* **STATED GOAL**:
Write each line exactly as it stands, from the line containing "of the plastic" through the end of the data.
-------- DATA TO PROCESS --------
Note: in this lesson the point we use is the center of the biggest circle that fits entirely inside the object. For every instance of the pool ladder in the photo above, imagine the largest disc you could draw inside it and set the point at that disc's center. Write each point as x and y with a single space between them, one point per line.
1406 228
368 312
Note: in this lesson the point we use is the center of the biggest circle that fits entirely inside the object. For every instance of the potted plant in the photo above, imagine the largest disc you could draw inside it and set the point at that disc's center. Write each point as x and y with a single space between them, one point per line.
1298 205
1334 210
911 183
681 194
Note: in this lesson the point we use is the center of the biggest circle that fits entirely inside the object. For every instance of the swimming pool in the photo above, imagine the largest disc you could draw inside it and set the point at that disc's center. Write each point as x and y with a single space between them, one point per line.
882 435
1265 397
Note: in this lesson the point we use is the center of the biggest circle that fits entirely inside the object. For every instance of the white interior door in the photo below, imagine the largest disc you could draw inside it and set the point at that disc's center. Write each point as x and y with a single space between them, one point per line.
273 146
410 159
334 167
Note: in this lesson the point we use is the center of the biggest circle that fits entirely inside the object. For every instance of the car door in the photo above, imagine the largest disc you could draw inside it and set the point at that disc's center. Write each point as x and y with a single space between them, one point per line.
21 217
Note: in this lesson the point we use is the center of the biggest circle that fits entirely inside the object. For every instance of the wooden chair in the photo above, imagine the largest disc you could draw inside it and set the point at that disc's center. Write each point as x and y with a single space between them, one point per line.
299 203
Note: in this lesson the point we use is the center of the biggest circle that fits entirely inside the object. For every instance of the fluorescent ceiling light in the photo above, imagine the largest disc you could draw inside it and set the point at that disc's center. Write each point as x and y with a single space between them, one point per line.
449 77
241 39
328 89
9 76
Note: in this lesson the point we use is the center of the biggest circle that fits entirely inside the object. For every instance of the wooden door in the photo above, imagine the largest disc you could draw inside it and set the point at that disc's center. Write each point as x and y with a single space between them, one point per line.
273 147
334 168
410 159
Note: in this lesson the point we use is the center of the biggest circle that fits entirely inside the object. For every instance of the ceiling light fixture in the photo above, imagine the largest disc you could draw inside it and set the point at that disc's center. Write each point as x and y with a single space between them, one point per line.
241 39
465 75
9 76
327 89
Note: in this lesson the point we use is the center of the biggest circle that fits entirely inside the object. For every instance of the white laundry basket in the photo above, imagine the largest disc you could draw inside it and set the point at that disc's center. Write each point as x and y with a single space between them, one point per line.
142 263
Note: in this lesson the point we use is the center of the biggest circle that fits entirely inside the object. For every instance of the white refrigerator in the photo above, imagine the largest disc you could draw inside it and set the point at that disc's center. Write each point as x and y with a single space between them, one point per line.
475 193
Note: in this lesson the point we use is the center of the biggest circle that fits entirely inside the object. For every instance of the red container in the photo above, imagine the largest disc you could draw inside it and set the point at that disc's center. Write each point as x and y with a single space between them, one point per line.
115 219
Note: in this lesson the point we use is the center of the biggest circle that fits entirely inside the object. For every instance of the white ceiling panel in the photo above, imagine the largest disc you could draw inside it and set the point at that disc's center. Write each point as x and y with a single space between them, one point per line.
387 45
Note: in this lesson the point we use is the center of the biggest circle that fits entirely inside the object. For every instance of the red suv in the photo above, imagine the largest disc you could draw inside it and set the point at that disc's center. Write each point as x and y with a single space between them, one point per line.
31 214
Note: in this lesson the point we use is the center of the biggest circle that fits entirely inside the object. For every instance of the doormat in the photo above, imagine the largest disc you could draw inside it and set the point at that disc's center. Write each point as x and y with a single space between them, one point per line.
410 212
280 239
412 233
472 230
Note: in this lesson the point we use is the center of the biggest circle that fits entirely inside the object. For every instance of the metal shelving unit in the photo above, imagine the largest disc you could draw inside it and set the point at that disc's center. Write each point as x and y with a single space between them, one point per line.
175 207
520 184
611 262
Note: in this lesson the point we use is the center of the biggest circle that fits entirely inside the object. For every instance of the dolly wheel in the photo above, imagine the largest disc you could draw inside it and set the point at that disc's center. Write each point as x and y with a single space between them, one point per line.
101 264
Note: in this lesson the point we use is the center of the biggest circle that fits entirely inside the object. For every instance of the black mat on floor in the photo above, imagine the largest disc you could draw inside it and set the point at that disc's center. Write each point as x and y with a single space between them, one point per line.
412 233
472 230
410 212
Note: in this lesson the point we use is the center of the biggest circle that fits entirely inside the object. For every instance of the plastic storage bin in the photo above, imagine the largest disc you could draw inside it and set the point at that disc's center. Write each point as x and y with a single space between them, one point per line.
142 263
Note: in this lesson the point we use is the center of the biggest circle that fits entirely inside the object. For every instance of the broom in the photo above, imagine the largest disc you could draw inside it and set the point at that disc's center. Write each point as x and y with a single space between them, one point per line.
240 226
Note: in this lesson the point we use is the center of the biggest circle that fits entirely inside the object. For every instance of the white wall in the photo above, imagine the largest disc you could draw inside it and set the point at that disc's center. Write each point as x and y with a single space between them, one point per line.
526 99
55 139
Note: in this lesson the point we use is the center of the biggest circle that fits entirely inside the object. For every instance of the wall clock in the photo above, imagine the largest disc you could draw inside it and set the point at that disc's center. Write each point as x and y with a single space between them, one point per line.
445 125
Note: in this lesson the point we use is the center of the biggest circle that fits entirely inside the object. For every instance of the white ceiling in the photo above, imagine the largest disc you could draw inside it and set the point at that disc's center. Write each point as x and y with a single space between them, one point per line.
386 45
--------
* **REPLY TO THE EXERCISE**:
Note: in this lesson the point we use is the center of the biggest circle that fits entirely inside the object. For every instance of the plastic storage bin in the photo above, imagine the largest disc you could draw inside it and set the point at that disc's center. Write each point as x and y with a single space between them, one point per line.
142 263
Note: in this lesson the point we use is the center of the biggest circle that fits entirely inside the object. For every instance of the broom in the photo above, imagine the largest disc you could draw inside it and set the point at that disc's center. Write each point as x and y with a single space between them, one point per line.
240 226
Note: in this lesson the point we use is the center of the biggest circle that fits entirely inside the object. For every instance of the white wall in the photo above, imagine the largest disc you could draw inside it and set the point at that disc's center. Write each point as x and y with a single space between them, one point per line.
526 99
55 139
Note: in this lesson the point we use is the center of the biggest circle that fits entirely inside the object. For every instance of the wall clock in the photo above, imagine the largest disc you could draw inside it and set the point at that disc's center. Write each point as x and y with a single space between them, one point per line.
445 125
Note: in this lesson the point we use is the center of the biggest circle that fits entirely inside the object. For every instance of the white ceiling in the photo above, imagine the largest disc you could draw inside it and set the point at that disc's center. Write each point as x and y with a single space between them, one point per line.
386 45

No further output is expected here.